> _PROBLEM A_:
Answer these from the Qwen3-TTS Docker page:
(i) How many models are embedded in the image, and about how large are they together?
(ii) What is the Web UI built with, and what does it avoid using?
(iii) Which three modes are named under the screenshots heading?
> _PROBLEM B_: Extend the Qwen3-TTS Docker page, picking up right after its last feature line.

> _GIVEN PASSAGE_:
* start *

🗣️ Qwen3-TTS Docker — All-in-One

Production-ready Docker deployment for Qwen3-TTS with a modern Web UI and full REST API. All models baked into a single Docker image — no downloads at runtime.

📸 Screenshots

Custom Voice	Voice Design	Voice Clone

✨ Features

All-in-One Docker Image — 4 models (~14GB) embedded, zero runtime downloads
Modern Web UI — Dark theme, responsive, pure HTML/JS (no Gradio)

* end *

> _PROVIDED DATA_:
* start *

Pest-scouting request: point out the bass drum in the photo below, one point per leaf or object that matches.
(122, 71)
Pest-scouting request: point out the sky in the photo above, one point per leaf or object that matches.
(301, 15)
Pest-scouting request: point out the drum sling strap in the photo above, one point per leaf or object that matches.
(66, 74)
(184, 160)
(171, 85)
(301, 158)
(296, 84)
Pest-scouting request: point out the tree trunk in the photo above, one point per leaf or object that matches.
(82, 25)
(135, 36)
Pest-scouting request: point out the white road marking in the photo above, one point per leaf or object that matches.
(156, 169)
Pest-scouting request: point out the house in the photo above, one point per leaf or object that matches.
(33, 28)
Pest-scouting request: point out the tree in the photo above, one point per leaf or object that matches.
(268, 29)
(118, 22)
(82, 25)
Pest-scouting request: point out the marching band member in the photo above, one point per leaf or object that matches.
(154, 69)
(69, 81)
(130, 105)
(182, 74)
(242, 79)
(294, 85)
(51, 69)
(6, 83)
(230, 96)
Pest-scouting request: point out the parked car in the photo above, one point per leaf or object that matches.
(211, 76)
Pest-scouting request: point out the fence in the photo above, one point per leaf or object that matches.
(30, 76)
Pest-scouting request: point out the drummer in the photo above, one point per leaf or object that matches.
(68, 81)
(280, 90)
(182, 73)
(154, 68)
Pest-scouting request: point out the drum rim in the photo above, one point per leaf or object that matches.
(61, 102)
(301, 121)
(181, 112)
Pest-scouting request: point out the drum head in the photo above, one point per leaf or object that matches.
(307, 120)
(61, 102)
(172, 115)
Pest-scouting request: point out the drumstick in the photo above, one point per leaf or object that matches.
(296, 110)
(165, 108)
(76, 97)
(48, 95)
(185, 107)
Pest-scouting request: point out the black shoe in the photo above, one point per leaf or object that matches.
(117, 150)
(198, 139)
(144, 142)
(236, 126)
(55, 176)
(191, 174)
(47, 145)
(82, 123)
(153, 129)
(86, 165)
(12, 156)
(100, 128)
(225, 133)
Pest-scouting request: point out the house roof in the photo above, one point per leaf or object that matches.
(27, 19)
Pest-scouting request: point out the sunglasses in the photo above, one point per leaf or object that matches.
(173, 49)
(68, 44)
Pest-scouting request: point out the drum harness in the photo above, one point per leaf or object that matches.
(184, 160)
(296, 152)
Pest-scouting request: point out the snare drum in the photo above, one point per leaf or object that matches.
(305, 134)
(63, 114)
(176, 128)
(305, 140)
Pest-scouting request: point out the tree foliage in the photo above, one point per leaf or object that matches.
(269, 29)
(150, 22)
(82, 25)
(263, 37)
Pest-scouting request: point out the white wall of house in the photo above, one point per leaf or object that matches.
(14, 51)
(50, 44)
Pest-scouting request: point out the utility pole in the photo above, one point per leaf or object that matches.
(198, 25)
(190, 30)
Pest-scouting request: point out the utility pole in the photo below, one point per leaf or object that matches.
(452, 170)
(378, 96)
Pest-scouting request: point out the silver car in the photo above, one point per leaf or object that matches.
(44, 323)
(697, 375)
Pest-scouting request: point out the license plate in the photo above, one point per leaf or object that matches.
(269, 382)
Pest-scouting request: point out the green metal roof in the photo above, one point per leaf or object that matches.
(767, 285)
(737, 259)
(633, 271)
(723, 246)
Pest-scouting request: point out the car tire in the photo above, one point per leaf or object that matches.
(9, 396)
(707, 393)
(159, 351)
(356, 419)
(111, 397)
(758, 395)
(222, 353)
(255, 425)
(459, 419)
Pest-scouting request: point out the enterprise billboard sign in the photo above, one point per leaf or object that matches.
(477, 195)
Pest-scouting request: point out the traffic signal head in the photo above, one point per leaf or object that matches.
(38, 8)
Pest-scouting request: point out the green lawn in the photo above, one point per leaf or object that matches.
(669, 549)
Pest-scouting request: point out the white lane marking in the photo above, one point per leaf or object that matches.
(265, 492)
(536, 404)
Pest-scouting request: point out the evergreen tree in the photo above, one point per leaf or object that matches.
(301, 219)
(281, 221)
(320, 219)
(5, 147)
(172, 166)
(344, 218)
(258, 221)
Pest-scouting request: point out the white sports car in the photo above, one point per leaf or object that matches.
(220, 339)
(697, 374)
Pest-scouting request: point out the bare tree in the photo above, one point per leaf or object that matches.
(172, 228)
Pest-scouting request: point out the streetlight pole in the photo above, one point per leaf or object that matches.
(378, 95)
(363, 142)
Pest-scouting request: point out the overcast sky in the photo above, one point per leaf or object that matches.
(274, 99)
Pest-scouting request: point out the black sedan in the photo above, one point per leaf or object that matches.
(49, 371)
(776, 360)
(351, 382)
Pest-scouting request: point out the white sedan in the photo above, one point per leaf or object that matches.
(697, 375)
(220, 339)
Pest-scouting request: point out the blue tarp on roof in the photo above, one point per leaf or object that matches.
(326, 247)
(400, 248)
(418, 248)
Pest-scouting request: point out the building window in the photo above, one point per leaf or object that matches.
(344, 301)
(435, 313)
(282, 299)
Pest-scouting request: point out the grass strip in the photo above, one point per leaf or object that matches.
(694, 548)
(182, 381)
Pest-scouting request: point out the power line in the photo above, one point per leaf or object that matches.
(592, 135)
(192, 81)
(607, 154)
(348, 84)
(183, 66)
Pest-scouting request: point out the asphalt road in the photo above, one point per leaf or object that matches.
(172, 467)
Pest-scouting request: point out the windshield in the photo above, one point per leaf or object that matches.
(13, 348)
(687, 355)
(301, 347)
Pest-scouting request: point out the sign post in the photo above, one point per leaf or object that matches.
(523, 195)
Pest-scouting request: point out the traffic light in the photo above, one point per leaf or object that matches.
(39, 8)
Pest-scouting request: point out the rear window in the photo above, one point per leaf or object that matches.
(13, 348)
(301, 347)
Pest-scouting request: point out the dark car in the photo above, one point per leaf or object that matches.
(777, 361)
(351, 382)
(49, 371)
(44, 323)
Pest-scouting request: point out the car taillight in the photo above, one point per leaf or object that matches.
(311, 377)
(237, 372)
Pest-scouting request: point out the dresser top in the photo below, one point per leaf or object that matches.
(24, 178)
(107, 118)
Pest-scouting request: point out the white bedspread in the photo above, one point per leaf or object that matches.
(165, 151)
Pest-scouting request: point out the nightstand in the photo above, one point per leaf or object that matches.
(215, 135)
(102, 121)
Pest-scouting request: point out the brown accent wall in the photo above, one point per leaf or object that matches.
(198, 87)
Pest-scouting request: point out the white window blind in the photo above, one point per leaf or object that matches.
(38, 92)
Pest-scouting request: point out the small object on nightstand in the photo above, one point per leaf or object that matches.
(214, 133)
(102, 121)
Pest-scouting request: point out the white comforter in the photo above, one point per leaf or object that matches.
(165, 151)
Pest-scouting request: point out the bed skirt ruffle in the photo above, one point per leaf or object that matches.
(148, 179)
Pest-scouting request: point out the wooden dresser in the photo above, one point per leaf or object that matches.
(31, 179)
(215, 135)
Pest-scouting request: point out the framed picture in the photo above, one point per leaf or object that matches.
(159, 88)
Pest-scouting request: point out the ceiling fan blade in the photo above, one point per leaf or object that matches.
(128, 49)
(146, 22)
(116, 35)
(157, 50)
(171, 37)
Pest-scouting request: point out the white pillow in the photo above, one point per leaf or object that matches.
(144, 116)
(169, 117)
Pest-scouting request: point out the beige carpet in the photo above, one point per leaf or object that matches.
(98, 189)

* end *

> _TASK RESPONSE A_:
(i) Four models, about 14GB.
(ii) Pure HTML/JS, without Gradio.
(iii) Custom Voice, Voice Design, and Voice Clone.

> _TASK RESPONSE B_:
Full REST API — FastAPI with Swagger docs at /docs
3 TTS Modes — Custom Voice (9 speakers), Voice Design, Voice Clone
10 Languages — Chinese, English, Japanese, Korean, German, French, Russian, Portuguese, Spanish, Italian
Voice Prompt Save/Load — Save cloned voice as .pt file, reuse across sessions
Tokenizer API — Encode/decode audio to speech tokens
Performance Metrics — Model load time, generation time, RTF displayed in UI
Multi-language UI — English / 简体中文 / 繁體中文 / 日本語
GPU Management — Auto-offload after idle timeout, manual offload button
FlashAttention 2 — Pre-compiled wheel, no 40-minute build

🚀 Quick Start

Option 1: Docker Hub (Recommended)

hljs language-bash

# Pull the all-in-one image (~30GB with models)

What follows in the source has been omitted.